◆ Tarefas a realizar
1. Responda a estas perguntas com base no texto citado:
(a) A que artigo do Modelo de Convenção Fiscal da OCDE formulou Portugal uma reserva?
(b) Para os comentários a que artigo do MCOCDE remete o Acórdão fundamento?
(c) A que Estado cabe a eliminação da dupla tributação dos royalties?
2. Reescreva de forma mais breve o parágrafo do texto citado que começa por "HH-O Acórdão fundamento", mantendo os factos principais.
═════ Texto citado ═════
CC-Na verdade, o Tribunal arbitral começou por dar acolhimento a uma tese que, com o devido respeito, é forjada com base numa premissa errada, ao considerar irrelevantes os comentários aos artigos 23.º-A e 23.º-B do Modelo de Convenção Fiscal da OCDE, no que concerne à aplicação do método da imputação ordinária, com o argumento que, relativamente às royalties, a solução acolhida na CDT Portugal-EUA, e na generalidade das convenções celebradas por Portugal, afasta-se do preconizado na Convenção Modelo da OCDE.
DD-Ou seja, o Tribunal arbitral olvidou completamente a reserva formulada por Portugal ao artigo 12.º do MCOCDE, em linha com a solução consagrada no designado Modelo de Convenção das Nações Unidas (United Nations Model Double Taxation Convention between Developed and Developing Countries), tendo em vista assegurar o reconhecimento do poder de tributação dos royalties, pelo Estado da fonte, cabendo ao Estado da residência a eliminação da dupla tributação.
EE-O que significa que Portugal, ao assumir o alinhamento com o Modelo de Convenção das Nações Unidas sobre a tributação na fonte dos rendimentos de royalties, acolheu, igualmente, a inclusão no Artigo 23º-A, n.º 2, daquele Modelo uma referência ao artigo 12.º, explicitando a aplicação do método da imputação ordinária, bem como os respetivos comentários.
FF-Ora, diferentemente, o Acórdão fundamento remete para os Comentários ao artigo 23.º-B do Modelo de Convenção da OCDE (MCOCDE) para concluir que «o texto das convenções não impõe que nesse cálculo sejam considerados os rendimentos brutos obtidos no Estado da fonte, mas tão só que os rendimentos obtidos no “Estado da fonte” sejam acrescidos aos restantes rendimentos obtidos no “Estado da residência” a fim de se apurar o imposto devido neste último Estado e calcular a “fracção” correspondente aos rendimentos obtidos no “Estado da fonte” e que serve de limite de dedução comparativo com o imposto cobrado neste último Estado.».
GG-Tal significa que o texto das convenções não impõe que nesse cálculo sejam considerados os rendimentos brutos obtidos no Estado da fonte, mas tão só que os rendimentos obtidos no “Estado da fonte” sejam acrescidos aos restantes rendimentos obtidos no “Estado da residência”, a fim de se apurar o imposto devido neste último Estado e calcular a “fração” correspondente aos rendimentos obtidos no “Estado da fonte”, que serve de limite de dedução comparativo com o imposto cobrado neste último Estado.
HH-O Acórdão fundamento explícita, ainda, que as normas convencionais que consagram o método da imputação ordinária não visam que o imposto total a pagar pelo sujeito passivo (a soma do imposto a ser pago nos estados da fonte e da residência) possa sempre ser igual ao imposto que ele pagaria caso todo o seu rendimento tivesse origem (fonte) no estado da residência, dado que tal desiderato só seria alcançado se as convenções visassem eliminar, em todos os casos, integralmente a dupla tributação internacional.
═════ Entradas listadas ═════
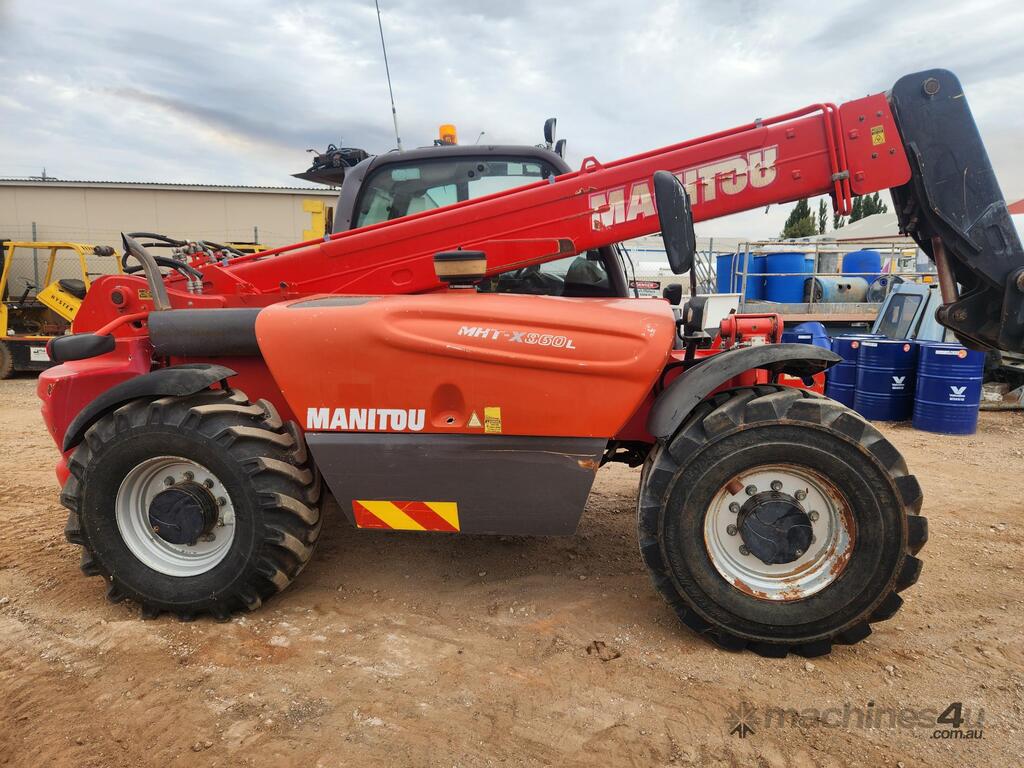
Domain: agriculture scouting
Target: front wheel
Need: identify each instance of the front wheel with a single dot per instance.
(777, 520)
(204, 504)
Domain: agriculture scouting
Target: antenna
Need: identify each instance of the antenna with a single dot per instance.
(394, 113)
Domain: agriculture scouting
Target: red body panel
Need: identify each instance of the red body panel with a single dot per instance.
(64, 390)
(522, 365)
(818, 150)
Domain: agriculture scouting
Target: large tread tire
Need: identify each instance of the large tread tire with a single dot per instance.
(745, 418)
(6, 361)
(262, 464)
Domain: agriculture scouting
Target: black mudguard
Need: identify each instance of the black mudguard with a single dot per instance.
(954, 197)
(680, 397)
(176, 381)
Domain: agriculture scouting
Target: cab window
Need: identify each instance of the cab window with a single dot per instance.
(898, 317)
(394, 190)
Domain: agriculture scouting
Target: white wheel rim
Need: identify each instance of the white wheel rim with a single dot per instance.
(135, 495)
(833, 527)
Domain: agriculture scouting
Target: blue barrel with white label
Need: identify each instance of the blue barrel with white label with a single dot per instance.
(948, 389)
(886, 371)
(797, 337)
(841, 380)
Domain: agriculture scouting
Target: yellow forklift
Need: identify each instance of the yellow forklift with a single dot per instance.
(47, 303)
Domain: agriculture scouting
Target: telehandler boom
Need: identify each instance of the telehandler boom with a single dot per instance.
(197, 412)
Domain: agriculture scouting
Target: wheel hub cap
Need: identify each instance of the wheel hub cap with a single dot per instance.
(779, 531)
(182, 513)
(175, 515)
(774, 527)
═════
◆ Lista de soluções
1.
(a) Ao artigo 12.º.
(b) Ao artigo 23.º-B.
(c) Ao Estado da residência.

2. Segundo o Acórdão fundamento, as normas convencionais que consagram o método da imputação ordinária não pretendem que o imposto total do sujeito passivo seja sempre igual ao que pagaria se todo o rendimento tivesse origem no Estado da residência. Esse imposto total é a soma do imposto pago nos Estados da fonte e da residência. Tal só aconteceria se as convenções visassem eliminar integralmente, em todos os casos, a dupla tributação internacional.